___ Page excerpt ___
A new study published in JAMA Internal Medicine found no evidence that acetaminophen use during pregnancy causes autism or ADHD, undercutting claims from President Donald Trump and Health Secretary Robert F. Kennedy Jr. that have already pushed some expecting mothers away from Tylenol.
The researchers examined electronic health records in Hong Kong from 2001 through 2023, covering more than 700,000 mother-child pairs. About 43% of the children in the data set had prenatal exposure to acetaminophen, the active ingredient in Tylenol.
According to Ars Technica’s summary of the study, the researchers found no link between acetaminophen exposure in the womb and either autism or ADHD. That held across dosage, pregnancy trimester, frequency of use and the mother’s age. In other words, the usual places one would expect a dose-response signal to show up were blank.
That result lands in the middle of a very political mess. Trump has claimed autism must have an external environmental cause, while Kennedy said he would identify a root cause of autism. The Trump administration later told pregnant women to avoid Tylenol over an unproven autism claim, according to Techdirt’s prior reporting. Kennedy has since acknowledged that no proven causal link exists, Techdirt reported.
Why the correlation keeps appearing
The study did find an association when researchers used a cruder comparison: children exposed to acetaminophen before birth versus children who were not. That is the kind of result that keeps this claim shambling around public health debates like a badly labeled spreadsheet.
The problem is that the association disappeared under stronger tests. The researchers used a sibling-matched design, comparing siblings within the same family rather than treating every child as an unrelated data point. That method helps control for shared family traits, genetics and environment, the stuff that can quietly contaminate a simple exposed-versus-unexposed comparison.
The researchers also ran a negative control analysis. In plain English, that means testing a scenario where the supposed biological pathway should not work. They compared children whose mothers used acetaminophen before pregnancy or after birth with children whose mothers did not use the drug. That comparison also produced an association, Ars Technica reported, even though it would be biologically implausible for acetaminophen taken outside pregnancy to cause prenatal neurodevelopmental effects.
___ Data extract ___
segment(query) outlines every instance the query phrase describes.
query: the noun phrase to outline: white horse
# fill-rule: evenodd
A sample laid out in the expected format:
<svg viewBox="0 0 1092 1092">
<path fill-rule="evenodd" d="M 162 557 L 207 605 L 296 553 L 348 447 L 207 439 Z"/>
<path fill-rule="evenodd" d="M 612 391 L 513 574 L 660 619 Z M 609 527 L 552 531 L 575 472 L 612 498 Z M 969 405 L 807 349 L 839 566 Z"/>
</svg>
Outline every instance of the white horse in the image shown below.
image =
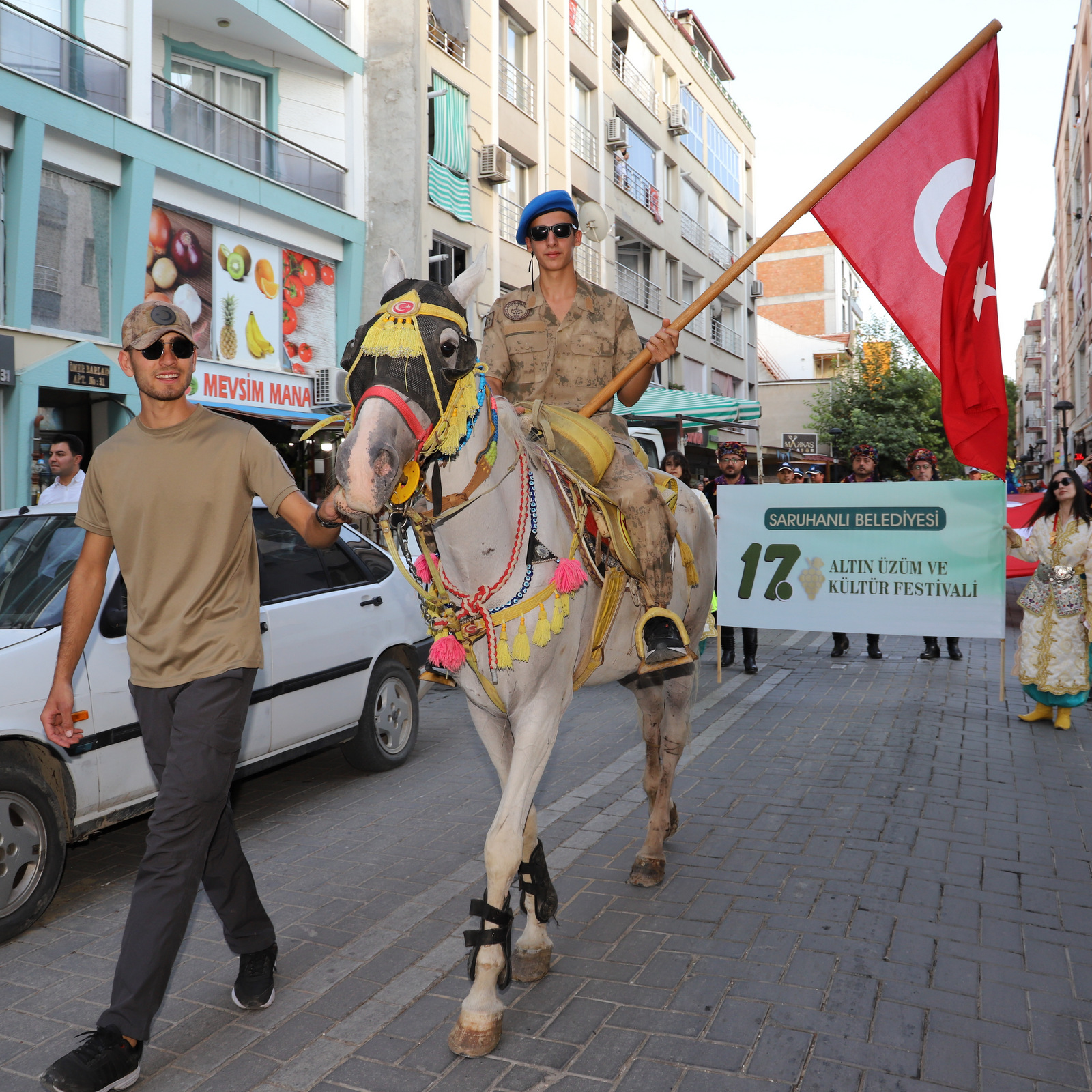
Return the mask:
<svg viewBox="0 0 1092 1092">
<path fill-rule="evenodd" d="M 459 323 L 435 317 L 435 310 L 447 308 L 464 314 L 484 274 L 483 252 L 478 261 L 447 288 L 428 281 L 408 281 L 401 258 L 394 251 L 390 253 L 383 269 L 383 301 L 393 307 L 390 301 L 416 293 L 422 301 L 431 302 L 434 317 L 427 323 L 422 320 L 422 340 L 437 379 L 444 366 L 465 349 L 468 339 Z M 343 367 L 354 359 L 358 361 L 349 377 L 356 412 L 352 430 L 337 455 L 336 475 L 347 508 L 375 514 L 388 506 L 392 490 L 404 480 L 402 467 L 420 450 L 419 438 L 437 424 L 437 407 L 442 411 L 439 403 L 450 394 L 444 395 L 441 382 L 434 404 L 422 404 L 428 401 L 427 395 L 414 397 L 414 390 L 419 392 L 427 388 L 419 376 L 414 381 L 415 373 L 404 360 L 361 356 L 366 329 L 361 327 L 357 332 L 342 361 Z M 473 360 L 473 342 L 470 346 L 470 359 Z M 399 378 L 402 376 L 407 377 L 405 382 Z M 397 397 L 391 400 L 380 388 L 393 388 Z M 368 396 L 361 397 L 366 390 Z M 431 390 L 437 388 L 434 385 Z M 450 391 L 450 387 L 447 390 Z M 553 560 L 533 566 L 526 563 L 531 533 L 527 508 L 532 490 L 536 514 L 534 534 L 553 559 L 570 556 L 573 527 L 566 507 L 536 458 L 534 446 L 524 439 L 515 412 L 507 401 L 498 399 L 494 418 L 489 406 L 486 391 L 483 411 L 476 419 L 472 416 L 473 427 L 465 446 L 456 455 L 435 464 L 439 467 L 438 475 L 435 467 L 426 467 L 425 477 L 432 483 L 434 489 L 439 484 L 444 497 L 468 494 L 468 499 L 464 501 L 460 497 L 452 511 L 431 524 L 438 567 L 449 587 L 458 594 L 470 596 L 475 590 L 489 592 L 483 605 L 495 610 L 521 592 L 524 598 L 530 598 L 546 590 L 556 569 Z M 480 475 L 478 456 L 494 438 L 497 449 L 491 472 L 484 482 L 480 477 L 472 480 L 476 472 Z M 467 486 L 473 488 L 467 489 Z M 431 515 L 431 505 L 418 503 L 426 517 Z M 696 650 L 713 594 L 715 535 L 703 506 L 681 484 L 675 517 L 680 537 L 692 549 L 700 582 L 697 586 L 688 586 L 678 556 L 680 550 L 676 549 L 670 608 L 686 622 L 691 648 Z M 498 584 L 506 572 L 508 578 Z M 488 1054 L 497 1045 L 503 1013 L 498 981 L 503 988 L 510 973 L 521 981 L 535 981 L 549 970 L 553 945 L 546 922 L 557 901 L 539 847 L 534 795 L 557 738 L 558 723 L 572 698 L 573 672 L 591 639 L 597 602 L 598 587 L 590 581 L 569 596 L 569 616 L 560 631 L 557 631 L 555 619 L 548 643 L 530 645 L 526 662 L 517 655 L 511 667 L 490 672 L 490 650 L 482 638 L 472 650 L 482 675 L 470 665 L 458 672 L 471 719 L 500 779 L 501 798 L 485 840 L 488 879 L 485 900 L 472 902 L 472 913 L 482 916 L 483 928 L 472 945 L 470 972 L 474 984 L 449 1038 L 456 1054 Z M 558 609 L 555 600 L 554 610 Z M 604 650 L 604 662 L 590 681 L 621 682 L 632 692 L 640 709 L 649 822 L 630 882 L 651 886 L 664 878 L 664 840 L 677 826 L 672 783 L 689 738 L 697 665 L 693 669 L 668 669 L 639 676 L 634 629 L 643 612 L 636 584 L 628 581 Z M 526 617 L 534 625 L 536 613 Z M 512 625 L 514 628 L 514 621 Z M 515 642 L 513 651 L 514 648 Z M 490 697 L 491 677 L 496 678 L 492 689 L 503 711 Z M 509 888 L 518 873 L 521 890 L 527 897 L 526 925 L 509 959 Z M 471 940 L 467 942 L 470 945 Z"/>
</svg>

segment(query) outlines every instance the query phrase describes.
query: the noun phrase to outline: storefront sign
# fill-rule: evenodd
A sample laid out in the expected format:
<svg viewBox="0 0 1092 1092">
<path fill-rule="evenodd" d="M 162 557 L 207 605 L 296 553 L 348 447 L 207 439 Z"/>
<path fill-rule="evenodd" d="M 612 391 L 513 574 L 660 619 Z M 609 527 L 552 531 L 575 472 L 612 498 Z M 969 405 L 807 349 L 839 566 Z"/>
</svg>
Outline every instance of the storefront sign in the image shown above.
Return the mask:
<svg viewBox="0 0 1092 1092">
<path fill-rule="evenodd" d="M 190 397 L 203 405 L 223 405 L 274 415 L 311 414 L 312 380 L 292 372 L 237 368 L 198 360 Z"/>
<path fill-rule="evenodd" d="M 720 486 L 717 511 L 721 625 L 1005 636 L 1002 482 Z"/>
<path fill-rule="evenodd" d="M 110 385 L 110 366 L 108 364 L 84 364 L 83 360 L 69 360 L 70 387 L 99 387 L 104 390 Z"/>
</svg>

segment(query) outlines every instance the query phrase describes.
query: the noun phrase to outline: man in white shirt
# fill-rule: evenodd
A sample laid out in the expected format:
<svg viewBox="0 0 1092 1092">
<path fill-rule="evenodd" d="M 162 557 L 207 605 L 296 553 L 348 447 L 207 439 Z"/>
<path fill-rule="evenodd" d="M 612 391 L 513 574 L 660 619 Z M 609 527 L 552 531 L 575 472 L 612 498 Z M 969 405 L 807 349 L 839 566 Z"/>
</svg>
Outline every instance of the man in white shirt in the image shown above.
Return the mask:
<svg viewBox="0 0 1092 1092">
<path fill-rule="evenodd" d="M 49 448 L 49 470 L 54 484 L 41 490 L 39 505 L 64 505 L 79 501 L 83 489 L 83 441 L 78 436 L 66 432 L 58 436 Z"/>
</svg>

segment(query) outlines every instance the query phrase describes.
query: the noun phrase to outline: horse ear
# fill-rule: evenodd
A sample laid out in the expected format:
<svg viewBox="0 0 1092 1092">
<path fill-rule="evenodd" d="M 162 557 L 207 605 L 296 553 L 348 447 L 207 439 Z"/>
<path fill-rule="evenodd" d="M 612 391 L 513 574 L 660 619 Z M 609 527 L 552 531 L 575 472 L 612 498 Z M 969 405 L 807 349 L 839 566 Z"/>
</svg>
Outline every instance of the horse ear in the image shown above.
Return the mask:
<svg viewBox="0 0 1092 1092">
<path fill-rule="evenodd" d="M 448 285 L 451 293 L 463 308 L 474 298 L 478 285 L 485 280 L 485 247 L 478 251 L 477 258 Z"/>
<path fill-rule="evenodd" d="M 399 257 L 396 250 L 387 252 L 387 261 L 383 263 L 383 293 L 388 293 L 400 281 L 406 278 L 406 263 Z"/>
</svg>

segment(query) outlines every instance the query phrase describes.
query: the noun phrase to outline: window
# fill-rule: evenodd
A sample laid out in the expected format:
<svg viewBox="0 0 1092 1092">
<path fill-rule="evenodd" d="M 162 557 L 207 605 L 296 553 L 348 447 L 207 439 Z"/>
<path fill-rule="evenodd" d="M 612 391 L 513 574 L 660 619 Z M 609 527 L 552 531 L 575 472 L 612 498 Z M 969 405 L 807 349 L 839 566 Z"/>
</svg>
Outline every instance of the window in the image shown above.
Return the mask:
<svg viewBox="0 0 1092 1092">
<path fill-rule="evenodd" d="M 679 139 L 685 147 L 690 149 L 699 159 L 704 161 L 705 150 L 702 140 L 702 122 L 705 111 L 698 105 L 698 99 L 690 94 L 689 87 L 679 87 L 679 102 L 686 107 L 687 114 L 690 117 L 690 131 Z"/>
<path fill-rule="evenodd" d="M 31 321 L 54 330 L 109 330 L 110 194 L 43 169 Z"/>
<path fill-rule="evenodd" d="M 709 119 L 709 169 L 713 177 L 739 201 L 739 153 L 712 118 Z"/>
</svg>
___
Exercise 1:
In the article on acetaminophen in pregnancy, what share of the children in the data set had prenatal exposure to acetaminophen?
Exercise 2:
Retype the part of the article on acetaminophen in pregnancy starting with "The researchers examined" and going on through "ingredient in Tylenol.".

Solution 1:
About 43%

Solution 2:
The researchers examined electronic health records in Hong Kong from 2001 through 2023, covering more than 700,000 mother-child pairs. About 43% of the children in the data set had prenatal exposure to acetaminophen, the active ingredient in Tylenol.